## INSTRUCTIONS TO FOLLOW
Restate word for word every line from the one containing "It would be wonderful if you could highlight the ceiling" to the last line of the records below.

## DATASET EXCERPTS
|---|
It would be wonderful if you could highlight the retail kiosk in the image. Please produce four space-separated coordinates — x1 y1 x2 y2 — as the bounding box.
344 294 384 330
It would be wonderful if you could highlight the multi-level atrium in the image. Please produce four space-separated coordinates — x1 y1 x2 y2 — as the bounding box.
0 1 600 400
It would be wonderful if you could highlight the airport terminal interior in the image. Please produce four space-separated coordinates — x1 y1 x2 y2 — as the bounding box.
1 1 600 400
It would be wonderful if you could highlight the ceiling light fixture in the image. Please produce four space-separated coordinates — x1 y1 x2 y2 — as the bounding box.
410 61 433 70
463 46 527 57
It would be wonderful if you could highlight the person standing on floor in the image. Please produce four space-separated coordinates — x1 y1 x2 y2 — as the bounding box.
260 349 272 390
|---|
## TASK SOLUTION
It would be wonderful if you could highlight the ceiling light fixture in the image. Please produce four space-separated coordinates — x1 y1 x2 y2 — as the bounding box.
410 61 433 70
463 46 527 57
It would be wonderful if you could highlight the person standing on floor in the image. Please produce four space-separated coordinates — x1 y1 x2 y2 — as the bounding box.
260 349 272 390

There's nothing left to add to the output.